◆ Exercise objective: Extract every line in the entries below that contains the string "plate", and copy each one in full.
──────────
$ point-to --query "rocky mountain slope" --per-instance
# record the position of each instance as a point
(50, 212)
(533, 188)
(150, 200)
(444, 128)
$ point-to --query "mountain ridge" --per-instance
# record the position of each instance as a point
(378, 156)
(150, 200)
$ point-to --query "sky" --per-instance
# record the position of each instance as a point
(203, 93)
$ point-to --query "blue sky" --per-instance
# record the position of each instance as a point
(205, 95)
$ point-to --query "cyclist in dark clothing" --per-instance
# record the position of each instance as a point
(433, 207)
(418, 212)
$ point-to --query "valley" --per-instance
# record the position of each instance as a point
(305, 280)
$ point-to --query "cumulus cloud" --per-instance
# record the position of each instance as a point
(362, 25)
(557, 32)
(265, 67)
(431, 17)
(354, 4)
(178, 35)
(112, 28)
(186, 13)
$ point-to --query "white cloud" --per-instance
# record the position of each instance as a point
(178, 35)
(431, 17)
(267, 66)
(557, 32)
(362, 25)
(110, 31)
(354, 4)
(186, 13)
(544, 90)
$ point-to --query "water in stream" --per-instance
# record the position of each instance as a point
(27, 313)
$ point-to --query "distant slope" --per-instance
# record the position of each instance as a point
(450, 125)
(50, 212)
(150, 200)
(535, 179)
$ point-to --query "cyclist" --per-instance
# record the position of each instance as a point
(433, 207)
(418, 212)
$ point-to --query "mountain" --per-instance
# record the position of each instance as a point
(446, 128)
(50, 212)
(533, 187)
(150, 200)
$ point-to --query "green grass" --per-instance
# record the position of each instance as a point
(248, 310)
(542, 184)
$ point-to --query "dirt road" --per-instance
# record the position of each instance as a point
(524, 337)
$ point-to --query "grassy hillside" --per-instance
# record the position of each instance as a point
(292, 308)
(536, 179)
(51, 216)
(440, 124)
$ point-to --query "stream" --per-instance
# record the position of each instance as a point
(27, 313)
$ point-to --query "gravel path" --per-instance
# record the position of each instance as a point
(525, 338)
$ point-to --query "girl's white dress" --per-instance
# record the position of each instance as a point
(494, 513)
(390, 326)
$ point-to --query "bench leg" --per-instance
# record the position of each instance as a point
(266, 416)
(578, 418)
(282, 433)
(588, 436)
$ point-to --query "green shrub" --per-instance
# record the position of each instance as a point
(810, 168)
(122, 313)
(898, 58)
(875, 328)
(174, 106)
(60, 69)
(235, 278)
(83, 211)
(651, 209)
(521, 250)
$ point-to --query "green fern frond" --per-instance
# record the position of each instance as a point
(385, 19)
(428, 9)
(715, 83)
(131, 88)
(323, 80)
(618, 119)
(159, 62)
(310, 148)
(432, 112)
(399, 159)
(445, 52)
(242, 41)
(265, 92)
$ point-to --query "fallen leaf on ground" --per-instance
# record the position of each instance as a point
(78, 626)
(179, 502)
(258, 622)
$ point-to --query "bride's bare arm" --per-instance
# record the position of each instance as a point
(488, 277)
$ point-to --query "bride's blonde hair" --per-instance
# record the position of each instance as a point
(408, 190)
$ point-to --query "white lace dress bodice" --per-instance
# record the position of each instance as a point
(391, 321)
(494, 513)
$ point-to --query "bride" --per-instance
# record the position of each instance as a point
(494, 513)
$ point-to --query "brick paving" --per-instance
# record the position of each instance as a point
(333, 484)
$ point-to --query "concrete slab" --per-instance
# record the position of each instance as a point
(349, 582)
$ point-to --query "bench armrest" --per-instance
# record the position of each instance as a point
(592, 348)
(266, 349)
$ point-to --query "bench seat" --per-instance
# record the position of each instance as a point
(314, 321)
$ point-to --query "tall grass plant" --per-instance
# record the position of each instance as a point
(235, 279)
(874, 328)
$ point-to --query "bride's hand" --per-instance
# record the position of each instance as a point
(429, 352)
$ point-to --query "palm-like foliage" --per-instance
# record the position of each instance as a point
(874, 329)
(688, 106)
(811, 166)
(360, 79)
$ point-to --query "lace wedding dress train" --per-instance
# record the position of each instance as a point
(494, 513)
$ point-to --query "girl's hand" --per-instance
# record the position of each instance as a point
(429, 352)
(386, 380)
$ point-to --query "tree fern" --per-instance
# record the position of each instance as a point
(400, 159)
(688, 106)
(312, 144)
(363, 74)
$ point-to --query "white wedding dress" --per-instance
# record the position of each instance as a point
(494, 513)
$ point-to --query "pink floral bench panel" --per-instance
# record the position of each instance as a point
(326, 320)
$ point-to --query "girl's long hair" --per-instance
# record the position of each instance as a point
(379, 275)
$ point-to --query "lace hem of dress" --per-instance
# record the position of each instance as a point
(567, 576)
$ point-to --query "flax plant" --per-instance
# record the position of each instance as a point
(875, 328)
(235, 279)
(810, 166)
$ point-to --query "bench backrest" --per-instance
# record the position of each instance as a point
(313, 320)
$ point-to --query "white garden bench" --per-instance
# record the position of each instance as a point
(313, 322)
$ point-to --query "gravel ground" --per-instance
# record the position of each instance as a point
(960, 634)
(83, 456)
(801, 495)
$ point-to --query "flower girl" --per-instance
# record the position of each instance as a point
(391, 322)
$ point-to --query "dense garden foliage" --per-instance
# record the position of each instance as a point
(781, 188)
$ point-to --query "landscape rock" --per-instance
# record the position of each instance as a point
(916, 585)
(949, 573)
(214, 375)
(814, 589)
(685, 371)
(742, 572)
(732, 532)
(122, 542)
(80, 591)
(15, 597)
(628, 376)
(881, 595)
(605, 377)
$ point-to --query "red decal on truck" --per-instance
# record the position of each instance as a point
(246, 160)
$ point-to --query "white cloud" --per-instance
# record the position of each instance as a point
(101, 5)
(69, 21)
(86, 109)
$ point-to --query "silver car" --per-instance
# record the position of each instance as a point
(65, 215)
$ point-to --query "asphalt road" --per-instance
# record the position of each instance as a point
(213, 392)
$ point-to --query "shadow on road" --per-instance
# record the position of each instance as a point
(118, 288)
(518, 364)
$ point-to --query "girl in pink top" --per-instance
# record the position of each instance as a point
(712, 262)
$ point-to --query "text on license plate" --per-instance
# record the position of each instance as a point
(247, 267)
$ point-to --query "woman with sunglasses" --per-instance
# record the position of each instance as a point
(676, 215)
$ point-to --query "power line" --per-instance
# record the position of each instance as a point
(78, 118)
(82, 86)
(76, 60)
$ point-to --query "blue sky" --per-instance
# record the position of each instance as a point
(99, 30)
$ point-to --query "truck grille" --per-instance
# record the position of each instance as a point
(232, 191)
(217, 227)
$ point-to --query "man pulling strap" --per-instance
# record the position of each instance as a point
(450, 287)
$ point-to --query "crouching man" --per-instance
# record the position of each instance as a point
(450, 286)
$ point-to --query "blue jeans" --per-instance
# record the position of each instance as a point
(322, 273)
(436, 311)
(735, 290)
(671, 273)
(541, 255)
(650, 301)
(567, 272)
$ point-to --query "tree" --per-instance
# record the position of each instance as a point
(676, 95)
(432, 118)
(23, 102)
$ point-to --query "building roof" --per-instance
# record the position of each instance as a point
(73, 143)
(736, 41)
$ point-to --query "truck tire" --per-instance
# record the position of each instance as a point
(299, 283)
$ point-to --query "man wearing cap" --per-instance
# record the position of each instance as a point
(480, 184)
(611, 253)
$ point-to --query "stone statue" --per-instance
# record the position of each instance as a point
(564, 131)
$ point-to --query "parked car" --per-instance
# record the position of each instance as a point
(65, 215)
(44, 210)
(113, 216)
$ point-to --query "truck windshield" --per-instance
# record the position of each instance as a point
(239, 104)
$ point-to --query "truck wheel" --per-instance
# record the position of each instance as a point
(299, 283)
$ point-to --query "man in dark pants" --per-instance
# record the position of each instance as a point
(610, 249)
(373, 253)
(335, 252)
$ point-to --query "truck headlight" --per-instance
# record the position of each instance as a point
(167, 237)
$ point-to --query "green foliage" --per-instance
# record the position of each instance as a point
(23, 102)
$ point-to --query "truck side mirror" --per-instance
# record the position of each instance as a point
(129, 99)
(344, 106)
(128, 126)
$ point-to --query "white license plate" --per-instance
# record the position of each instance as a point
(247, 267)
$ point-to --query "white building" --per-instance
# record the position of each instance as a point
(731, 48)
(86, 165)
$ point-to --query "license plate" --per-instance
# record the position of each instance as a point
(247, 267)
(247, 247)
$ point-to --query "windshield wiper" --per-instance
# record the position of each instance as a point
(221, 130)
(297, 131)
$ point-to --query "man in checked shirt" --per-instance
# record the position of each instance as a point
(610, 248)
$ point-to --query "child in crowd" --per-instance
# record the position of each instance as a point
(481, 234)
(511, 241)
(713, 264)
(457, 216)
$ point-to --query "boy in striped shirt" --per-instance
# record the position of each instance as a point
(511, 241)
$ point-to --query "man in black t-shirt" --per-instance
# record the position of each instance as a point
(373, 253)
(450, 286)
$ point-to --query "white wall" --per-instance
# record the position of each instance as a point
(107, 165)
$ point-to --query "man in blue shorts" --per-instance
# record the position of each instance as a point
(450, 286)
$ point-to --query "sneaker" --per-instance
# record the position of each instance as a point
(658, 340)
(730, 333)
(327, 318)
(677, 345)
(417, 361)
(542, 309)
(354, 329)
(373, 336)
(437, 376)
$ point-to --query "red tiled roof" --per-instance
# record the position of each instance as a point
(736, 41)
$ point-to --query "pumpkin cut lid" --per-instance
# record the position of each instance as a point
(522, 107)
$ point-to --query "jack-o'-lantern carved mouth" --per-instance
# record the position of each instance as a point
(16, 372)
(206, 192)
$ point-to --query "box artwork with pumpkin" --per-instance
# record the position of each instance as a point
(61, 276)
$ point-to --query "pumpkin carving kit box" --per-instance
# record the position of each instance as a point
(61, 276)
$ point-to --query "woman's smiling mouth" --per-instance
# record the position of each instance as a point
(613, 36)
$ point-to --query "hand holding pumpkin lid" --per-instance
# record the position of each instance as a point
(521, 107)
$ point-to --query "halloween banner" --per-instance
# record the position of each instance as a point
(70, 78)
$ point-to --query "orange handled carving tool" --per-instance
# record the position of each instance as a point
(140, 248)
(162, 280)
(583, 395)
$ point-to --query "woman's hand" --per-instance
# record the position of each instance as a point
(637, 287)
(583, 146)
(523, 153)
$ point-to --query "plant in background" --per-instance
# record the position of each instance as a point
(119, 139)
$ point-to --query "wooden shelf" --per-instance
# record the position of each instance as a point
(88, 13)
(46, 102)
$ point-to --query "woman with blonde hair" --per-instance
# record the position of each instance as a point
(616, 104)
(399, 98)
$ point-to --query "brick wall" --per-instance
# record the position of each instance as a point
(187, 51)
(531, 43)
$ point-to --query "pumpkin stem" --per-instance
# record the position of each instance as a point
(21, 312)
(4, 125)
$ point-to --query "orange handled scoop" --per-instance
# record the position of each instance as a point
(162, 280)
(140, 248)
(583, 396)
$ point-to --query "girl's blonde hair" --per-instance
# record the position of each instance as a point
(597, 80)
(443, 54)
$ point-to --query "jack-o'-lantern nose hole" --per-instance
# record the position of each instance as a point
──────────
◆ Finished task:
$ point-to --query "text on license plate" --per-instance
$ point-to --query "white license plate" --per-instance
$ point-to --query "license plate" --per-instance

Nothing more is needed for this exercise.